[WHAT YOU WILL DO]:
Pull every line containing "pixel" out of the material below.

[DATASET ENTRIES]:
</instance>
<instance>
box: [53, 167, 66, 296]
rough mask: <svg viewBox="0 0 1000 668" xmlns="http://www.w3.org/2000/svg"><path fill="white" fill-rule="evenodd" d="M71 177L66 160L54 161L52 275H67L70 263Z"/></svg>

...

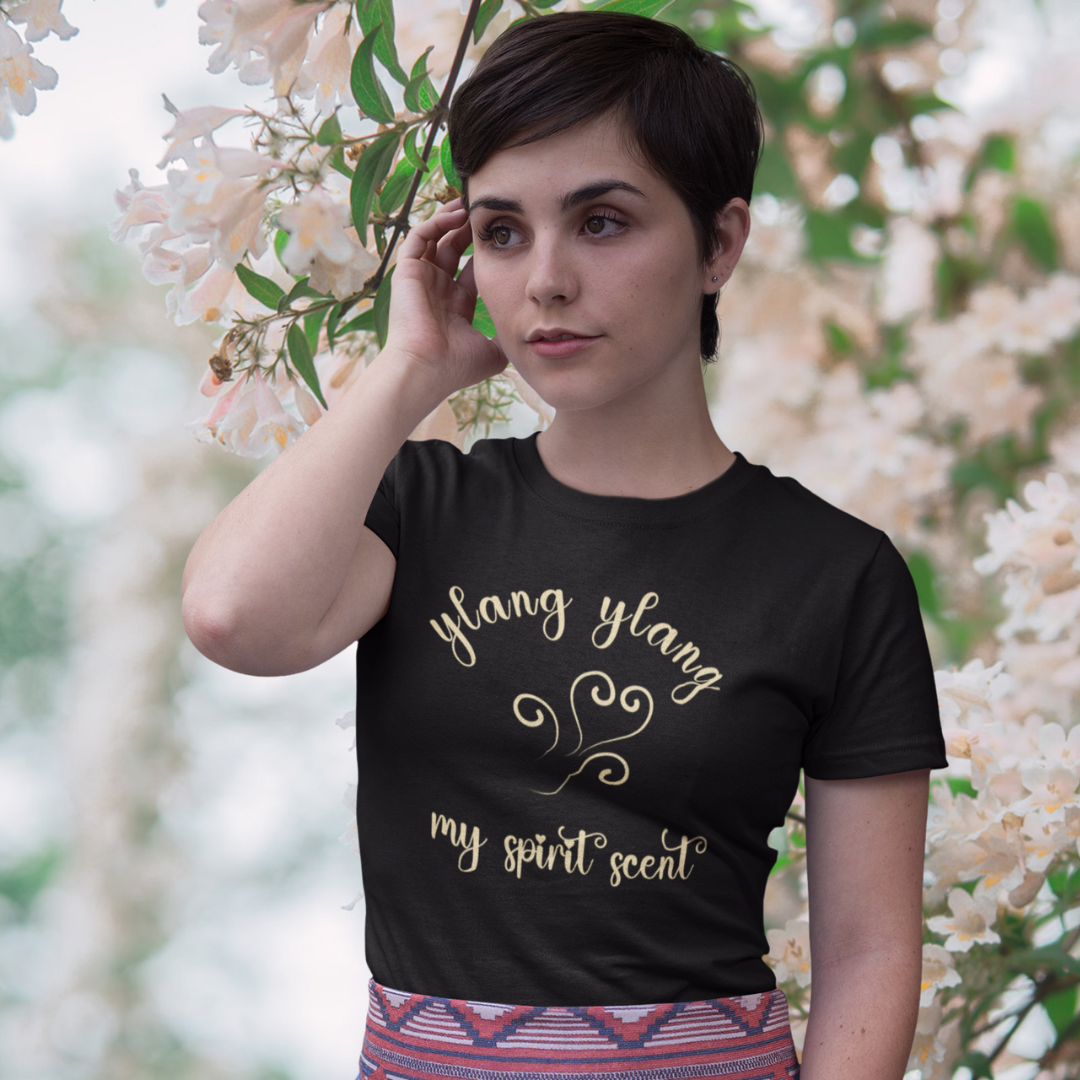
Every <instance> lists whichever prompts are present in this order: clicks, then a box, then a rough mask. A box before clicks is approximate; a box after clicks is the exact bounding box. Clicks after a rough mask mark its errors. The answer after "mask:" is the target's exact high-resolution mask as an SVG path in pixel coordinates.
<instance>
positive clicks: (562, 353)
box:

...

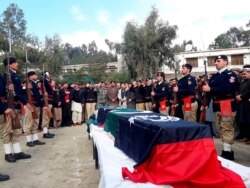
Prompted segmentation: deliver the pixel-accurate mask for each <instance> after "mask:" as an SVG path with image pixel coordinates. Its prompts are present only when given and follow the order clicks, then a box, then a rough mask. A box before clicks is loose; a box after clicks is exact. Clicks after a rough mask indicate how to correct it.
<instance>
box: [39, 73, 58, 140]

[SOLUTION BELOW]:
Every <instance> lists whichever prompts are present in this order: clicks, then a box, then a rough mask. A box before clicks is approximate; a box after clicks is the exact bounding box. Clicks after a rough mask mark its errors. The answer after "mask:" is the target's exact high-resolution mask as an SVG path in pixel coordinates.
Prompted segmentation: deliver the pixel-accurate mask for each <instance> after "mask:" as an SVG path with image pixel coordinates. Its prompts are present only when given and follow the order clicks, then a box, then a rough mask. A box before clicks is loose; a box after clicks is exact. Clicks after a rough mask indicate how to correct it.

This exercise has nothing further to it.